• [Written task]
All records should be reproduced verbatim.

• [Data lines]
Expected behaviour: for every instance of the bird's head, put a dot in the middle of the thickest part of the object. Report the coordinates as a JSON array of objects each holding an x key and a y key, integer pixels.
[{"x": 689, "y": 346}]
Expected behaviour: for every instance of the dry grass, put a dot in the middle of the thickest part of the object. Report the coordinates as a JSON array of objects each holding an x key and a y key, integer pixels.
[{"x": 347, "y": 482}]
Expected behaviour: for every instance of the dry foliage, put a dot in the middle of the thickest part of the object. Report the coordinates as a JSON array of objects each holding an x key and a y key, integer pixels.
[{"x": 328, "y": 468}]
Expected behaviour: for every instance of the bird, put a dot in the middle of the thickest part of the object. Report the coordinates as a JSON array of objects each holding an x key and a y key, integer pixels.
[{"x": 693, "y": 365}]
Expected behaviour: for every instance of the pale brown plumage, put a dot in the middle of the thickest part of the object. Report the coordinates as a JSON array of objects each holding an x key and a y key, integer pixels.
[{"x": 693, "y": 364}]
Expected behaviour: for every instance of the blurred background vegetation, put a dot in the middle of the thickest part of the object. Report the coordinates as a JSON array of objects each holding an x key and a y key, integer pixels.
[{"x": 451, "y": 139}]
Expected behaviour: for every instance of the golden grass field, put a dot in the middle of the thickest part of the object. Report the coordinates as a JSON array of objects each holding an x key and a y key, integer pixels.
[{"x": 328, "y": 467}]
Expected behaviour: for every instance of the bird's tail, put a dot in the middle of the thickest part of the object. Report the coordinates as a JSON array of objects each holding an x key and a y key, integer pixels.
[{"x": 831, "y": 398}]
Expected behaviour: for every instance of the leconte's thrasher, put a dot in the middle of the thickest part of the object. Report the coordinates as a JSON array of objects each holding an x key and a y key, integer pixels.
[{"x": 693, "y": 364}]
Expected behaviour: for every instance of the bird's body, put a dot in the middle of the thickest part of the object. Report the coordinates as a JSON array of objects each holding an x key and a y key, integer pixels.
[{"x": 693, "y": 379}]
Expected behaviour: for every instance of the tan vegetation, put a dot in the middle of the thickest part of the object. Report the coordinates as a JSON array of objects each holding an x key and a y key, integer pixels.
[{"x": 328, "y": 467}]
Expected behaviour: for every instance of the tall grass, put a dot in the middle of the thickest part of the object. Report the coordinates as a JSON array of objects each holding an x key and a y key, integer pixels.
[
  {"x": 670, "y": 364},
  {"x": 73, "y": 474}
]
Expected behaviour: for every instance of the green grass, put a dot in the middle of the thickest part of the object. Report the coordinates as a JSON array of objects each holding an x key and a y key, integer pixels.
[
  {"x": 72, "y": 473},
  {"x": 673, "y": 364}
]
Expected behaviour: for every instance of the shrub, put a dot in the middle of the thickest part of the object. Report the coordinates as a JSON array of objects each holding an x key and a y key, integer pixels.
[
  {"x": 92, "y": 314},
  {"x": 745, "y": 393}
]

• [Result below]
Expected behaviour: for every instance of the bird's head, put a dot in the middle of the thickest part of the object. Report the coordinates as a JSON array of objects each holding an x key and a y key, integer pixels.
[{"x": 689, "y": 346}]
Expected behaviour: for every instance of the dry grass, put a dot in the middle of the thickest part of the object. Report the coordinates as a JSON array of objects each holding an x key and a y key, integer pixels.
[{"x": 347, "y": 482}]
Expected behaviour: for every instance of the dry foliage, put a dot in the middle of the thickest part of the object. Report the coordinates as a JSON array of objects each holding an x key and a y key, integer pixels.
[{"x": 328, "y": 468}]
Expected behaviour: for every instance of the bird, put a dot in the middle of the thickest part of the object. Report the coordinates as a JSON array of objects each holding an x key and a y key, integer pixels.
[{"x": 693, "y": 365}]
Expected behaviour: for every instance of the pale brown plumage, put a dot in the middle of the thickest part of the object. Report the coordinates as a JSON array of objects each holding an x key and a y key, integer pixels.
[{"x": 693, "y": 364}]
Expected behaviour: for every instance of the blurred background vegetation, put a dot in the middle of the thickest part of the object. Report the coordinates as a JSON array of objects each holding an x key and a y key, integer pixels.
[{"x": 451, "y": 139}]
Expected behaviour: for every instance of the golden grass field, put a dot in the middle of the thickest part of the object. Report the coordinates as a JSON array of objects each holding an x key and a y key, integer pixels.
[{"x": 328, "y": 467}]
Expected behaviour: for every instance of the bird's tail, put a dot in the middle of the thickest part of the object. Report the coordinates as a JSON array of objects each holding an x key and a y key, integer pixels.
[{"x": 831, "y": 398}]
Expected behaviour: for every instance of the leconte's thrasher, put a dot in the middle of the thickest part of the object. Report the coordinates as a JSON array of objects each holding an x key and a y key, integer pixels.
[{"x": 693, "y": 364}]
Expected behaviour: for every instance of the bird's body, put a dot in the middle of the thickest part of the object. Report the coordinates as a JSON array of objects each holding an x key and a y key, integer pixels.
[{"x": 693, "y": 379}]
Expected behaviour: for every instance of the tan vegetation, put a dot in the middle of the thickest part of the object. Report the coordinates as a JSON array of objects each holding an x key and a y key, integer pixels.
[{"x": 328, "y": 467}]
Expected behaviour: for every instance of the tall grass, put a dot in the middle of the thickest part of the object. Report the coordinates as a JSON array of objects each holding an x key and a y key, integer pixels.
[
  {"x": 670, "y": 364},
  {"x": 73, "y": 474}
]
Expected behaviour: for every instance of the green grass, put a dot in the middle of the thickest part of the object. Report the coordinates as a JSON array of objects each holding an x key and a y key, integer pixels.
[
  {"x": 72, "y": 473},
  {"x": 673, "y": 364}
]
Expected behaviour: for every instance of the shrub, put a dot in the middle of the thickest part of the object. Report the coordinates as a JSON array of objects each holding an x key and a y key, integer pixels.
[
  {"x": 92, "y": 314},
  {"x": 745, "y": 393}
]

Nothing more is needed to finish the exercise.